Copy the listing below word for word, keeping every line unchanged.

--- Start of DATASET EXTRACT ---

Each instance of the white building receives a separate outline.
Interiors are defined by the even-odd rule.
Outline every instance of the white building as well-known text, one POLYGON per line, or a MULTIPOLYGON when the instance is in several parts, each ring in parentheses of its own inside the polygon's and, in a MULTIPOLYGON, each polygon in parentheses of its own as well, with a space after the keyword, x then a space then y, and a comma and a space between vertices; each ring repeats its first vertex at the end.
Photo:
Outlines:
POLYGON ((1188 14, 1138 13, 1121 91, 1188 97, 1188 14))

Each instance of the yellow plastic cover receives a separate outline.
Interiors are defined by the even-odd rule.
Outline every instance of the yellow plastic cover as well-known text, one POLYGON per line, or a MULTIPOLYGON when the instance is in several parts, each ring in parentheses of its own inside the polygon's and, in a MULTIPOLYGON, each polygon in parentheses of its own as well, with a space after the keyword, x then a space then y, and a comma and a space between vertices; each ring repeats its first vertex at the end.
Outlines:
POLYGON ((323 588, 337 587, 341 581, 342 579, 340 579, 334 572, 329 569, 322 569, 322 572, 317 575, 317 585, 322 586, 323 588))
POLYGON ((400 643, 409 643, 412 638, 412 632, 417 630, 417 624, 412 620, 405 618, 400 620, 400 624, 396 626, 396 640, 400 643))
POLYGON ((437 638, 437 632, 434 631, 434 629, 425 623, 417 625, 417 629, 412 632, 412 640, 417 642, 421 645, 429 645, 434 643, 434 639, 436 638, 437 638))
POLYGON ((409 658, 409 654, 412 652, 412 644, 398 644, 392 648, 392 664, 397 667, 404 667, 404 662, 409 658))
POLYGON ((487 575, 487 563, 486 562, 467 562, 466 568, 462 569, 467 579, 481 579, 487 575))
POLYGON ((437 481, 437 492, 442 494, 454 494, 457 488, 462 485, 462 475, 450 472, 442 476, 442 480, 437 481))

--- End of DATASET EXTRACT ---

[WRITTEN ANSWER]
Each instance of the white building receives a separate outline.
Interiors are defined by the even-odd rule.
Outline every instance of the white building as well-known text, one POLYGON per line, or a MULTIPOLYGON when the instance is in several parts, each ring in parentheses of its own inside the polygon's and, in a MULTIPOLYGON, each polygon in parentheses of its own as well, with a space after the keyword, x then a space then y, and a comma and a space between vertices; each ring repeats its first vertex at the end.
Photo:
Outlines:
POLYGON ((1188 14, 1138 13, 1121 91, 1188 97, 1188 14))

Each instance of the yellow plastic cover receives a separate outline.
Interiors are defined by the even-odd rule.
Outline every instance of the yellow plastic cover as well-known text, one POLYGON per line, or a MULTIPOLYGON when the instance is in several parts, each ring in parentheses of its own inside the polygon's and, in a MULTIPOLYGON, each polygon in parentheses of its own as well, with a space after the keyword, x then a space then y, and a comma and a space between vertices; each ring repeats its first vertex at the end.
Outlines:
POLYGON ((323 588, 337 587, 341 581, 342 579, 340 579, 334 572, 329 569, 322 569, 322 572, 317 575, 317 585, 322 586, 323 588))
POLYGON ((400 643, 409 643, 412 638, 412 632, 417 630, 417 624, 412 620, 405 618, 400 620, 400 624, 396 626, 396 640, 400 643))
POLYGON ((437 638, 437 632, 434 631, 434 629, 425 623, 417 625, 417 629, 412 632, 412 640, 417 642, 421 645, 429 645, 434 643, 434 639, 436 638, 437 638))
POLYGON ((409 658, 409 654, 412 652, 412 644, 398 644, 392 648, 392 664, 397 667, 404 667, 404 662, 409 658))
POLYGON ((487 575, 487 563, 486 562, 467 562, 466 568, 462 569, 467 579, 481 579, 487 575))
POLYGON ((437 481, 437 492, 442 494, 454 494, 457 488, 462 485, 462 475, 450 472, 442 476, 442 480, 437 481))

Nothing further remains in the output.